Bayer AG et Miles Canada Inc. c. Ministre de la Santé nationale et du Bien-être social et Apotex Inc., A-389-93, juge Mahoney, J.C.A., jugement en date du 25-10-93, C.A.F., encore inédit; Bayer AG et autre c. Canada (Ministre de la Santé nationale et du Bien-être social) et autre (1993), 66 F.T.R. 137 (C.F. 1re inst.).

DÉCISIONS CITÉES :

Canadien Pacifique Limitée c. Bande indienne de Matsqui, [1993] 2 C.F. 641; (1993), 153 N.R. 307 (C.A.); Edwards c. Canada (Ministre de l’Agriculture) (1992), 53 F.T.R. 265 (C.F. 1re inst.); Oduro c. Canada (Ministre de l’Emploi et de l’Immigration), IMM-903-93, juge McKeown, ordonnance en date du 9-12-93, C.F. 1re inst., encore inédite.

APPEL de la directive du juge de première instance (Macinnis c. Canada (Procureur général), T-1931-93, juge Cullen, ordonnance en date du 18-10-93, C.F. 1re inst., encore inédite) que la demande de contrôle judiciaire soit instruite comme s’il s’agissait d’une action. Appel accueilli.

AVOCATS :

John B. Edmond, pour les appelants.

Ronald R. Price, c.r., pour l’intimé.

PROCUREURS :

Le sous-procureur général du Canada, pour les appelants.

Ronald R. Price, c.r., Kingston (Ontario), pour l’intimé.

Ce qui suit est la version française des motifs du jugement de la Cour prononcés à l’audience par

Le juge Décary, J.C.A. : Le présent appel donne à la Cour sa première occasion d’examiner les critères qui doivent être pris en considération par le juge des requêtes lorsqu’il exerce son pouvoir discrétionnaire conformément au paragraphe 18.4(2) de la Loi sur la Cour fédérale [L.R.C. (1985), ch. F-7] (la Loi) et qu’il ordonne qu’une demande de contrôle judiciaire soit instruite comme s’il s’agissait d’une action[1].

**LISTE DES ENREGISTREMENTS:**
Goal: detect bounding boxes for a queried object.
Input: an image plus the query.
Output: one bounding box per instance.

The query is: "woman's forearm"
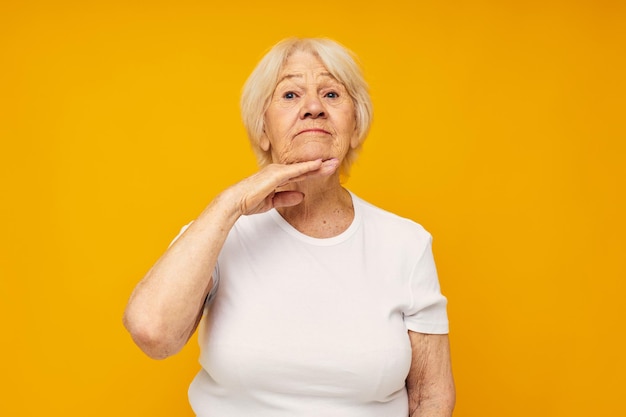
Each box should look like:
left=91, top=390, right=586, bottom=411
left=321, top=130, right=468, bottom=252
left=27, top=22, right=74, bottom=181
left=124, top=190, right=240, bottom=359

**CONSIGNES DE L'EXERCICE:**
1. Reprenez mot pour mot le passage du texte du jugement qui va de « Ronald R. Price, c.r., Kingston » jusqu'à « s’agissait d’une action[1]. » inclus.
2. Poursuivez le texte du jugement à partir de sa dernière phrase.

**RÉPONSES FINALES:**
1.
Ronald R. Price, c.r., Kingston (Ontario), pour l’intimé.

Ce qui suit est la version française des motifs du jugement de la Cour prononcés à l’audience par

Le juge Décary, J.C.A. : Le présent appel donne à la Cour sa première occasion d’examiner les critères qui doivent être pris en considération par le juge des requêtes lorsqu’il exerce son pouvoir discrétionnaire conformément au paragraphe 18.4(2) de la Loi sur la Cour fédérale [L.R.C. (1985), ch. F-7] (la Loi) et qu’il ordonne qu’une demande de contrôle judiciaire soit instruite comme s’il s’agissait d’une action[1].

2.
L’intimé, un détenu du pénitencier de Kingston, a présenté une demande à la Section de première instance de la présente Cour relativement à un certain nombre de déclarations se rapportant à deux audiences que la Commission nationale des libérations conditionnelles (la Commission) a tenues le 20 novembre 1991 (l’audience de 1991) et le 8 juillet 1993 (l’audience de 1993). Douze de ces déclarations se rapportent à l’audience de 1991, qui s’est terminée par le refus d’accorder la libération conditionnelle à l’intimé. Les trois autres se rapportent à l’audience de 1993, qui a été ajournée sine die à la requête de l’intimé, à la suite des décisions que la Commission a rendues sur des questions de procédure, rejetant les requêtes présentées pour le compte de l’intimé.

Comme personne condamnée à la détention pour une période indéterminée, l’intimé avait droit, conformément à l’article 761 du Code criminel [L.R.C. (1985), ch. C-46], à ce que la Commission examine ses « antécédents et [sa] situation » à tous les deux ans « afin d’établir s’il y a[vait] lieu de [le] libérer … et, dans l’affirmative, à quelles conditions ». L’intimé conteste la légalité de la procédure suivie par la Commission lors de l’audience de 1991, et il réitère son attaque de cette même procédure que la Commission s’apprêtait à suivre lors de l’audience de 1993.

Les raisons de cette attaque se partagent en deux groupes. Le premier groupe se rattache à l’allégation que la Commission a outrepassé sa compétence en ne pesant pas le pour et le contre des évaluations professionnelles partagées qui lui ont été présentées, en ne permettant pas à l’intimé de convoquer à l’audience aux fins de les interroger les auteurs des rapports cliniques sur lesquels la Commission avait l’intention de s’appuyer et, de façon plus générale, en faisant une évaluation qui n’était pas fondée sur la preuve. Le second groupe se rattache à l’allégation que les droits conférés à l’intimé par les articles 7 et 9 et le paragraphe 15(1) de la Charte canadienne des droits et libertés [qui constitue la Partie I de la Loi constitutionnelle de 1982, annexe B, Loi de 1982 sur le Canada, 1982, ch. 11 (R.-U.) [L.R.C. (1985), appendice II, no 44]] (la Charte) ont été violés.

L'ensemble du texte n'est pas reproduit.